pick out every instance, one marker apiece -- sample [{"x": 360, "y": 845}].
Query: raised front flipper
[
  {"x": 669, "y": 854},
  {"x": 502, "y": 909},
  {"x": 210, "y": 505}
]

→ Work order
Write every line of the material above again, exactly.

→ Exercise result
pick out every instance, one marker apiece -- sample [{"x": 360, "y": 845}].
Query: raised front flipper
[
  {"x": 669, "y": 854},
  {"x": 502, "y": 909},
  {"x": 210, "y": 505}
]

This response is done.